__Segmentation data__
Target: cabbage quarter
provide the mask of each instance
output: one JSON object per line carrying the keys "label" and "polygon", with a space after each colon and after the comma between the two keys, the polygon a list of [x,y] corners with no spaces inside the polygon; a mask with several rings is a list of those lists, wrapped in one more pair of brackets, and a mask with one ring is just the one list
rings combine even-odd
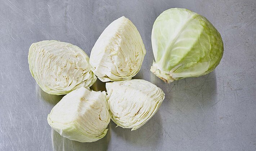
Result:
{"label": "cabbage quarter", "polygon": [[64,96],[48,115],[48,123],[62,136],[80,142],[103,138],[110,116],[105,92],[82,87]]}
{"label": "cabbage quarter", "polygon": [[220,61],[220,34],[205,17],[187,9],[173,8],[160,14],[151,35],[155,62],[151,71],[169,83],[212,71]]}
{"label": "cabbage quarter", "polygon": [[85,52],[66,42],[52,40],[32,43],[28,63],[37,84],[51,94],[65,94],[82,86],[90,86],[96,80]]}
{"label": "cabbage quarter", "polygon": [[91,50],[90,63],[103,82],[130,80],[139,71],[145,53],[136,27],[122,16],[101,34]]}
{"label": "cabbage quarter", "polygon": [[143,80],[106,84],[112,120],[117,126],[135,130],[156,113],[165,98],[163,91]]}

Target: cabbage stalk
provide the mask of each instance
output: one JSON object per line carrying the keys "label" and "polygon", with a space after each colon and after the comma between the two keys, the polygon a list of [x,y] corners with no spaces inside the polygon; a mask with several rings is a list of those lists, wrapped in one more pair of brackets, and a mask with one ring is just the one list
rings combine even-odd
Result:
{"label": "cabbage stalk", "polygon": [[37,84],[51,94],[65,94],[81,87],[90,86],[97,79],[85,52],[66,42],[51,40],[32,43],[28,63]]}
{"label": "cabbage stalk", "polygon": [[151,71],[165,82],[212,71],[223,53],[220,34],[205,17],[172,8],[156,20],[152,30],[155,61]]}
{"label": "cabbage stalk", "polygon": [[140,69],[145,53],[136,27],[122,16],[100,35],[91,50],[90,63],[103,82],[130,80]]}
{"label": "cabbage stalk", "polygon": [[148,121],[165,98],[160,88],[144,80],[108,82],[106,88],[111,119],[117,126],[131,131]]}
{"label": "cabbage stalk", "polygon": [[105,92],[84,87],[67,95],[48,115],[48,123],[60,135],[80,142],[94,142],[107,134],[110,116]]}

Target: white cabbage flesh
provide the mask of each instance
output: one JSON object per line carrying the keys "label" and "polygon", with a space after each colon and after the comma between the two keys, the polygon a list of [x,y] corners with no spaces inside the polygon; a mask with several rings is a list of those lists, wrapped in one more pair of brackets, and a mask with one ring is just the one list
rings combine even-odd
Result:
{"label": "white cabbage flesh", "polygon": [[81,87],[67,95],[48,115],[48,123],[62,136],[80,142],[103,137],[110,116],[105,92]]}
{"label": "white cabbage flesh", "polygon": [[151,37],[155,62],[151,71],[166,82],[212,71],[223,53],[220,34],[205,17],[172,8],[156,20]]}
{"label": "white cabbage flesh", "polygon": [[130,80],[140,69],[145,53],[136,27],[122,16],[100,35],[91,50],[90,63],[103,82]]}
{"label": "white cabbage flesh", "polygon": [[143,80],[106,84],[111,119],[117,126],[137,129],[156,113],[165,98],[163,91]]}
{"label": "white cabbage flesh", "polygon": [[65,94],[82,86],[90,86],[96,80],[85,52],[66,42],[51,40],[32,43],[28,63],[37,84],[51,94]]}

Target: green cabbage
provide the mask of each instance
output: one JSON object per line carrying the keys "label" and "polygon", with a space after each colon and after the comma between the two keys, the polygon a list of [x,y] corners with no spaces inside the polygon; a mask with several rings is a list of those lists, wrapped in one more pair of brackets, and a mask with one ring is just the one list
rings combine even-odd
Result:
{"label": "green cabbage", "polygon": [[112,120],[117,126],[135,130],[156,113],[165,98],[163,91],[141,79],[106,84]]}
{"label": "green cabbage", "polygon": [[139,71],[145,53],[136,27],[122,16],[100,35],[91,50],[90,63],[102,81],[130,80]]}
{"label": "green cabbage", "polygon": [[65,94],[82,86],[90,86],[97,79],[85,52],[69,43],[52,40],[32,43],[28,63],[37,84],[51,94]]}
{"label": "green cabbage", "polygon": [[156,20],[151,40],[155,62],[151,71],[166,82],[205,75],[220,61],[220,34],[204,16],[174,8]]}
{"label": "green cabbage", "polygon": [[48,115],[48,123],[62,136],[80,142],[103,137],[110,116],[105,92],[81,87],[64,96]]}

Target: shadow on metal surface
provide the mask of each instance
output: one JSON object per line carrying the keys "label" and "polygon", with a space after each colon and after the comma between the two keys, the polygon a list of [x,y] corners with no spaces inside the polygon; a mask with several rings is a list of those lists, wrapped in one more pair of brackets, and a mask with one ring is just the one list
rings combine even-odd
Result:
{"label": "shadow on metal surface", "polygon": [[44,100],[46,102],[55,105],[65,95],[53,95],[48,94],[41,89],[37,85],[36,86],[37,98],[40,98]]}
{"label": "shadow on metal surface", "polygon": [[110,133],[108,132],[102,138],[94,142],[82,143],[69,140],[51,129],[51,140],[54,151],[105,151],[110,140]]}

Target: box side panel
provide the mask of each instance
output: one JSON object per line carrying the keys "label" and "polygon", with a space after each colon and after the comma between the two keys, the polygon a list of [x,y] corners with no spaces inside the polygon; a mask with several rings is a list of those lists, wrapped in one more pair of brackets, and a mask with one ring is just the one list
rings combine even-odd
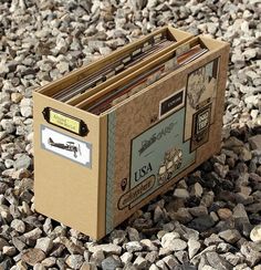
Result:
{"label": "box side panel", "polygon": [[[51,96],[52,94],[56,93],[59,90],[67,87],[69,85],[76,83],[76,82],[81,81],[82,79],[91,75],[92,73],[98,71],[101,69],[101,66],[114,62],[116,59],[119,59],[119,58],[126,55],[126,53],[128,53],[128,52],[135,51],[143,43],[145,43],[146,41],[152,39],[152,37],[157,35],[161,32],[166,32],[166,31],[168,31],[167,27],[160,28],[153,33],[149,33],[136,41],[133,41],[133,42],[126,44],[123,48],[117,49],[116,51],[112,52],[109,55],[101,56],[100,60],[92,62],[73,72],[70,72],[64,77],[56,80],[55,82],[39,89],[38,92]],[[179,33],[178,38],[177,38],[178,41],[181,39],[181,34],[184,35],[184,38],[190,37],[190,34],[186,33],[186,32]],[[171,37],[175,38],[174,34]]]}
{"label": "box side panel", "polygon": [[[100,120],[40,93],[33,102],[35,209],[96,238]],[[43,117],[46,108],[52,124]],[[72,133],[75,120],[87,134]]]}
{"label": "box side panel", "polygon": [[219,149],[227,64],[217,43],[108,113],[106,233]]}
{"label": "box side panel", "polygon": [[107,116],[100,118],[100,167],[98,167],[98,224],[97,239],[104,237],[106,211],[106,177],[107,177]]}

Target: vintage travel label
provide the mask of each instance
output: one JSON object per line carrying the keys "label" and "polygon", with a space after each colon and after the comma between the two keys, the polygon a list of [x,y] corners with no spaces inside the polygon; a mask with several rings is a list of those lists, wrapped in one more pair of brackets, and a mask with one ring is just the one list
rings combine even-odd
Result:
{"label": "vintage travel label", "polygon": [[146,196],[194,164],[189,142],[182,141],[185,107],[132,139],[129,190],[119,208],[134,207]]}
{"label": "vintage travel label", "polygon": [[92,167],[92,145],[41,125],[42,148],[69,158],[88,168]]}
{"label": "vintage travel label", "polygon": [[[209,105],[211,106],[210,124],[213,123],[213,113],[216,105],[216,95],[217,95],[217,80],[218,80],[218,64],[219,59],[215,59],[211,62],[207,63],[203,66],[192,71],[188,75],[187,80],[187,94],[186,94],[186,125],[185,125],[185,136],[184,139],[195,141],[195,129],[192,126],[197,125],[195,122],[197,118],[198,112]],[[211,104],[210,104],[211,103]],[[209,126],[208,126],[209,127]],[[208,133],[208,129],[205,129],[205,134]],[[197,143],[191,145],[191,148],[195,149],[200,145],[206,143],[206,135],[199,141],[197,137]]]}
{"label": "vintage travel label", "polygon": [[51,107],[45,107],[42,114],[45,121],[52,125],[59,126],[80,136],[85,136],[88,133],[87,125],[82,120],[72,115],[67,115]]}

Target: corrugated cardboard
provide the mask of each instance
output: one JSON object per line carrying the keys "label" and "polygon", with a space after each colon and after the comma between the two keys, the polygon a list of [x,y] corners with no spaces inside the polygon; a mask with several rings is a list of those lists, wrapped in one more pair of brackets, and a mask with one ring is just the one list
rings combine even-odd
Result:
{"label": "corrugated cardboard", "polygon": [[[84,76],[87,68],[33,94],[39,212],[101,239],[219,150],[229,45],[187,37],[177,46],[201,43],[209,52],[98,116],[86,112],[90,102],[149,69],[177,46],[84,93],[76,103],[61,103],[48,95]],[[97,69],[95,63],[92,66]],[[62,117],[58,125],[46,122],[42,114],[46,107],[82,121],[86,134],[73,133],[72,122],[61,124]]]}

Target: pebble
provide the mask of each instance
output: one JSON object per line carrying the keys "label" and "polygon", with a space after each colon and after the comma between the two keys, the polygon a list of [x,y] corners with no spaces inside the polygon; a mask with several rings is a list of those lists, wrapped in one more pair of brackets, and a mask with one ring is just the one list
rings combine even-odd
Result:
{"label": "pebble", "polygon": [[36,240],[35,248],[41,249],[44,253],[49,253],[52,247],[53,247],[53,241],[48,237],[39,238]]}
{"label": "pebble", "polygon": [[98,250],[102,250],[103,252],[105,252],[107,255],[121,255],[122,247],[114,245],[114,243],[104,243],[104,245],[97,245],[97,246],[90,246],[88,250],[93,253]]}
{"label": "pebble", "polygon": [[238,230],[232,229],[232,230],[220,231],[219,237],[229,243],[236,243],[238,240],[240,240],[241,235],[239,233]]}
{"label": "pebble", "polygon": [[114,270],[118,267],[121,267],[121,261],[118,258],[115,258],[113,256],[109,256],[102,261],[102,269],[103,270]]}
{"label": "pebble", "polygon": [[261,241],[261,225],[254,226],[253,229],[250,232],[250,239],[253,242]]}
{"label": "pebble", "polygon": [[177,232],[168,232],[161,238],[163,248],[178,251],[187,248],[187,242],[179,239],[179,233]]}
{"label": "pebble", "polygon": [[126,246],[125,246],[126,250],[128,252],[135,252],[135,251],[140,251],[143,250],[143,246],[138,242],[138,241],[130,241],[130,242],[127,242]]}
{"label": "pebble", "polygon": [[13,219],[11,222],[11,228],[20,233],[23,233],[25,231],[25,225],[21,219]]}
{"label": "pebble", "polygon": [[189,239],[188,240],[188,255],[189,255],[189,259],[192,259],[195,255],[197,255],[197,252],[199,251],[201,245],[199,241],[195,240],[195,239]]}
{"label": "pebble", "polygon": [[41,249],[28,249],[21,256],[22,261],[27,262],[29,266],[35,266],[45,259],[45,255]]}
{"label": "pebble", "polygon": [[218,216],[220,219],[226,220],[232,216],[232,211],[229,208],[220,208],[218,209]]}

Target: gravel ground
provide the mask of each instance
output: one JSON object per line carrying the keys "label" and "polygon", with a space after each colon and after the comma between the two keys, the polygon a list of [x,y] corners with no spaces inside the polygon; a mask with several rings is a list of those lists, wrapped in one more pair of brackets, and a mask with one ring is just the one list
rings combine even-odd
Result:
{"label": "gravel ground", "polygon": [[[0,269],[261,267],[259,0],[0,0]],[[33,206],[32,90],[170,23],[231,44],[223,146],[101,242]]]}

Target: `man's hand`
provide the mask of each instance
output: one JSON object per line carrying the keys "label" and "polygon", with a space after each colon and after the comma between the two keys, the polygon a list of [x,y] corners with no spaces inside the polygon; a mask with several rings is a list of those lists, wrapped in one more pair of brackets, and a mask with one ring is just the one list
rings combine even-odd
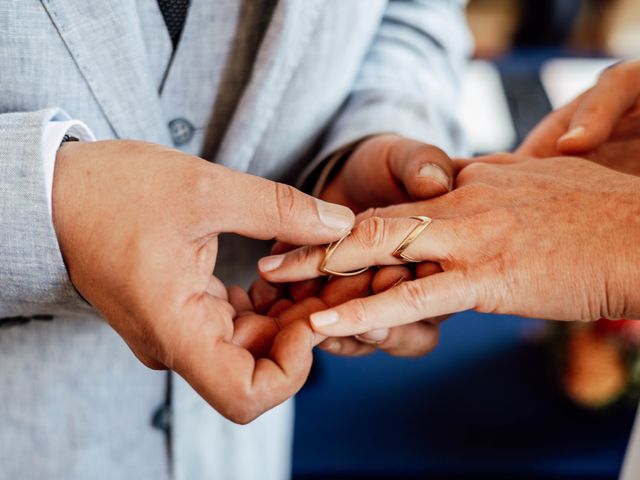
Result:
{"label": "man's hand", "polygon": [[398,135],[363,140],[320,194],[356,213],[411,200],[437,197],[451,189],[451,159],[439,148]]}
{"label": "man's hand", "polygon": [[[363,140],[349,155],[320,198],[346,205],[355,212],[371,207],[385,207],[411,200],[424,200],[451,189],[453,165],[439,148],[398,135],[377,135]],[[276,245],[274,253],[284,253],[290,246]],[[261,270],[269,265],[261,262]],[[437,265],[421,267],[417,272],[404,266],[383,267],[357,277],[334,278],[294,283],[286,292],[263,280],[252,287],[257,308],[268,311],[278,299],[293,301],[319,296],[328,306],[380,293],[402,281],[434,272]],[[396,356],[419,356],[431,351],[438,342],[438,324],[443,318],[363,332],[355,338],[329,338],[320,348],[340,355],[364,355],[380,349]]]}
{"label": "man's hand", "polygon": [[[557,320],[640,316],[640,179],[573,157],[493,155],[461,161],[453,192],[365,214],[332,269],[396,265],[410,215],[433,223],[406,253],[443,272],[311,316],[322,335],[347,336],[453,312]],[[320,275],[324,252],[303,247],[272,282]]]}
{"label": "man's hand", "polygon": [[65,143],[56,160],[53,222],[75,287],[145,365],[175,370],[236,422],[302,386],[314,337],[293,322],[259,360],[232,342],[236,311],[212,275],[218,234],[323,244],[353,220],[344,207],[154,144]]}
{"label": "man's hand", "polygon": [[640,175],[640,61],[605,70],[594,87],[543,119],[517,153],[580,155]]}

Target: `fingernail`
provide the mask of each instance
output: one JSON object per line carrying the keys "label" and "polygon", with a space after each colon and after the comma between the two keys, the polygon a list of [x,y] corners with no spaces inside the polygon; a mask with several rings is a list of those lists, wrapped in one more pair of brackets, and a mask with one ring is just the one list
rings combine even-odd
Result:
{"label": "fingernail", "polygon": [[584,127],[575,127],[560,137],[560,141],[571,140],[574,138],[580,138],[584,135]]}
{"label": "fingernail", "polygon": [[380,345],[387,339],[388,336],[388,328],[376,328],[375,330],[371,330],[367,333],[355,335],[355,337],[362,343],[367,343],[369,345]]}
{"label": "fingernail", "polygon": [[439,165],[436,165],[435,163],[427,163],[426,165],[420,167],[418,176],[428,177],[438,182],[447,190],[451,190],[451,178]]}
{"label": "fingernail", "polygon": [[336,353],[342,348],[342,344],[338,340],[325,340],[320,347],[327,352]]}
{"label": "fingernail", "polygon": [[271,272],[275,270],[284,261],[284,255],[271,255],[270,257],[264,257],[258,260],[258,269],[261,272]]}
{"label": "fingernail", "polygon": [[335,310],[325,310],[324,312],[316,312],[311,314],[311,325],[314,328],[322,328],[332,325],[338,321],[338,312]]}
{"label": "fingernail", "polygon": [[355,221],[355,215],[351,210],[335,203],[323,202],[322,200],[316,201],[318,202],[318,214],[322,223],[333,230],[337,230],[339,233],[346,233],[351,230]]}

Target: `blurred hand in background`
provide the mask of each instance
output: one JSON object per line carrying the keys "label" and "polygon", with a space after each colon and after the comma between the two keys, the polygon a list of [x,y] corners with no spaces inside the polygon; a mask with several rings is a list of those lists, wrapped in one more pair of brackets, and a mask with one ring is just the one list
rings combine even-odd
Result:
{"label": "blurred hand in background", "polygon": [[579,155],[640,175],[640,61],[605,70],[595,86],[543,119],[517,153]]}

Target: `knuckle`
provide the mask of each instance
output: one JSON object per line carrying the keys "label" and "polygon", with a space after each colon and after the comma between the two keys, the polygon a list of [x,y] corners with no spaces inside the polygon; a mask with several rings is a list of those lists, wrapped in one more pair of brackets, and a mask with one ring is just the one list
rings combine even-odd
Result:
{"label": "knuckle", "polygon": [[427,292],[422,282],[404,282],[396,287],[400,289],[400,298],[409,312],[421,312],[427,302]]}
{"label": "knuckle", "polygon": [[372,249],[384,244],[386,221],[382,217],[371,217],[363,220],[356,229],[355,239],[365,249]]}
{"label": "knuckle", "polygon": [[314,265],[319,268],[322,250],[322,247],[299,248],[295,253],[295,263],[297,265]]}
{"label": "knuckle", "polygon": [[[499,154],[493,157],[500,157]],[[479,178],[484,178],[491,170],[493,165],[485,162],[473,162],[464,167],[460,173],[458,173],[456,180],[458,185],[464,185],[469,182],[478,181]]]}
{"label": "knuckle", "polygon": [[274,183],[275,196],[275,218],[272,220],[281,228],[290,225],[295,217],[296,191],[290,185],[284,183]]}
{"label": "knuckle", "polygon": [[361,298],[356,298],[351,301],[352,313],[354,323],[358,330],[362,332],[366,332],[370,330],[368,328],[369,325],[369,315],[367,313],[367,307],[364,304],[364,301]]}

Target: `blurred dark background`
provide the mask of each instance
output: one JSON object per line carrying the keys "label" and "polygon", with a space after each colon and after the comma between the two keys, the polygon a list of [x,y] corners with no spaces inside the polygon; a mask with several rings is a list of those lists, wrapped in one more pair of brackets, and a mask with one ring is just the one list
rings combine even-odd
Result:
{"label": "blurred dark background", "polygon": [[[638,0],[475,0],[468,18],[475,58],[495,70],[506,106],[494,122],[497,143],[483,141],[491,131],[470,132],[476,153],[512,148],[557,102],[553,75],[543,75],[550,62],[640,55]],[[572,65],[556,77],[581,75]],[[483,81],[473,78],[465,102]],[[469,125],[483,113],[462,108]],[[548,328],[467,312],[443,324],[439,347],[424,358],[319,353],[297,397],[294,478],[617,478],[634,410],[571,402],[558,386]]]}

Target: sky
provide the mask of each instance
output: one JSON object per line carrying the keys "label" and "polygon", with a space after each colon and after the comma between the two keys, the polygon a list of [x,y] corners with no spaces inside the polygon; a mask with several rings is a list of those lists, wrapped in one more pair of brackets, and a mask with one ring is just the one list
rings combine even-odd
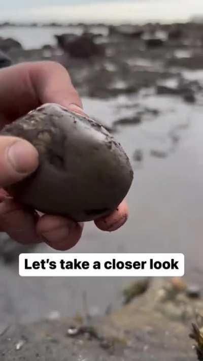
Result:
{"label": "sky", "polygon": [[0,5],[0,21],[166,22],[195,15],[203,17],[203,0],[7,0]]}

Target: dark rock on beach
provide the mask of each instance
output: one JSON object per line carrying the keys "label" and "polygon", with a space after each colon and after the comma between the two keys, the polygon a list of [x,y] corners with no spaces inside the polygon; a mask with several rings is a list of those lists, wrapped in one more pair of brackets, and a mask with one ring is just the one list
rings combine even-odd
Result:
{"label": "dark rock on beach", "polygon": [[94,37],[89,34],[80,37],[63,34],[56,38],[59,46],[73,57],[86,58],[105,54],[104,46],[95,44]]}
{"label": "dark rock on beach", "polygon": [[103,318],[5,327],[0,336],[1,360],[196,361],[192,345],[196,340],[200,346],[201,326],[201,337],[193,333],[190,340],[189,334],[196,308],[202,310],[202,300],[189,299],[170,281],[146,284],[129,304]]}
{"label": "dark rock on beach", "polygon": [[0,51],[0,69],[9,67],[12,63],[11,59],[6,54]]}
{"label": "dark rock on beach", "polygon": [[12,38],[3,39],[0,38],[0,50],[2,51],[8,52],[12,49],[21,50],[22,47],[20,43],[15,40]]}

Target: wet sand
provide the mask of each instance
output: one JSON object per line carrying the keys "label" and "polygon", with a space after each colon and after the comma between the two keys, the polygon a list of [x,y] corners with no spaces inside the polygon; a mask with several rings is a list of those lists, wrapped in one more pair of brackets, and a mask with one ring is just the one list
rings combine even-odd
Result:
{"label": "wet sand", "polygon": [[[85,99],[87,112],[96,115],[97,102],[94,109],[95,101]],[[111,234],[86,224],[83,238],[73,252],[183,253],[188,281],[201,286],[202,107],[163,96],[150,95],[145,103],[160,107],[162,104],[163,114],[139,126],[120,128],[116,134],[135,172],[128,196],[129,220],[122,229]],[[112,105],[107,105],[106,111],[110,119]],[[177,125],[180,140],[177,147],[164,158],[152,156],[151,149],[171,149],[168,132]],[[143,161],[138,165],[132,159],[138,148],[144,151]],[[53,251],[41,246],[36,251]],[[85,297],[88,312],[103,314],[110,306],[115,309],[120,305],[122,289],[130,281],[112,278],[21,278],[16,274],[16,264],[1,267],[4,289],[1,321],[4,324],[14,319],[30,321],[54,310],[63,316],[77,311],[84,313]]]}
{"label": "wet sand", "polygon": [[[111,234],[86,224],[82,239],[72,251],[183,253],[188,282],[201,288],[202,88],[195,90],[194,104],[184,101],[183,94],[157,94],[158,84],[169,87],[172,92],[181,74],[185,80],[194,81],[190,86],[196,86],[196,82],[202,86],[202,65],[195,62],[197,49],[178,42],[146,51],[139,41],[134,48],[129,40],[108,41],[105,60],[73,59],[58,52],[56,56],[55,50],[54,56],[51,51],[45,55],[41,49],[10,53],[16,62],[54,58],[65,65],[83,96],[85,111],[112,127],[133,165],[134,180],[127,197],[127,223]],[[187,60],[187,69],[174,68],[176,61],[181,64],[181,60],[182,64]],[[188,70],[195,67],[200,70]],[[137,120],[131,125],[117,122],[115,126],[115,122],[121,123],[125,118],[128,122],[129,119]],[[54,252],[45,245],[35,251]],[[53,310],[66,316],[77,312],[84,314],[87,307],[92,315],[104,314],[107,309],[119,307],[122,290],[131,281],[21,278],[17,262],[2,262],[0,269],[3,328],[10,323],[40,318]]]}

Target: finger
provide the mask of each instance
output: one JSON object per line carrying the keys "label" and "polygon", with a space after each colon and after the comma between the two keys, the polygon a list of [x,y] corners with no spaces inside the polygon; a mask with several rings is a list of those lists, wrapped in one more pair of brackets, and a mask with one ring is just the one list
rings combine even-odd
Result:
{"label": "finger", "polygon": [[23,244],[42,241],[36,230],[37,217],[13,199],[6,199],[0,203],[1,231],[11,238]]}
{"label": "finger", "polygon": [[[68,72],[53,61],[21,63],[2,69],[0,84],[2,126],[46,103],[82,107]],[[11,94],[11,105],[8,101]]]}
{"label": "finger", "polygon": [[38,166],[38,151],[28,142],[13,137],[0,137],[0,186],[21,180]]}
{"label": "finger", "polygon": [[123,201],[113,213],[97,219],[94,223],[99,229],[112,232],[121,227],[127,221],[128,217],[127,204]]}
{"label": "finger", "polygon": [[37,229],[44,241],[54,249],[65,251],[76,245],[82,235],[83,224],[57,216],[44,215]]}

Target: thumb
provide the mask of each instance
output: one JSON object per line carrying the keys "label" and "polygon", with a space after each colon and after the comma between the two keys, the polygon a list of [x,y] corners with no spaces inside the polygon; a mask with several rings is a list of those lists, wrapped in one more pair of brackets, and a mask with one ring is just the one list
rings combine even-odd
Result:
{"label": "thumb", "polygon": [[27,141],[0,136],[0,187],[16,183],[34,172],[38,166],[38,152]]}

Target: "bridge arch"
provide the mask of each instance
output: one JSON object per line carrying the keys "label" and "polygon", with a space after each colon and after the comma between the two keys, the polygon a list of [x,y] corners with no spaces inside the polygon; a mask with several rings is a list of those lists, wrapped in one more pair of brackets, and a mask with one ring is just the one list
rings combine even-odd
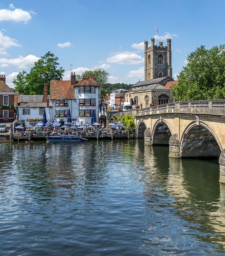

__Short exercise__
Please report how many lines above contain the string "background", counting only matches in the same case.

__Problem solution__
4